(Aim of the task) Format every line of the records below as a Markdown table with two columns, No. and Text, numbering the rows in order and omitting blank lines.

"""

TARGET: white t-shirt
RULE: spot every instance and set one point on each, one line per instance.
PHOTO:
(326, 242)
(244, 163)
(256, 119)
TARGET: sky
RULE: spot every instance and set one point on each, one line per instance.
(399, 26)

"""

(Result)
| No. | Text |
|---|---|
| 1 | TARGET: white t-shirt |
| 2 | RULE: spot every instance and set one point on each, one line per instance. |
| 3 | PHOTO: |
| 4 | (326, 242) |
| 5 | (244, 163) |
| 6 | (256, 119) |
| 7 | TARGET: sky |
| 8 | RULE: spot every instance and set one point on each, one line per instance. |
| 9 | (399, 26) |